■ **AIM OF THE EXERCISE**
Could you rewrite the rows below with every "undergrowth" changed to "shrubs" and everything else left as it is?

======== RECORD EXCERPTS

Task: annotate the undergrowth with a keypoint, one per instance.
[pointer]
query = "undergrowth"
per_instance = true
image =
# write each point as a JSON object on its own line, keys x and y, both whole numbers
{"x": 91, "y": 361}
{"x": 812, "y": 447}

================

■ **CORRECT ANSWER**
Task: annotate the shrubs with a keypoint, one per instance.
[pointer]
query = "shrubs"
per_instance = true
image =
# write each point as a JSON object on its own line, keys x and y, both whole numbers
{"x": 91, "y": 361}
{"x": 812, "y": 447}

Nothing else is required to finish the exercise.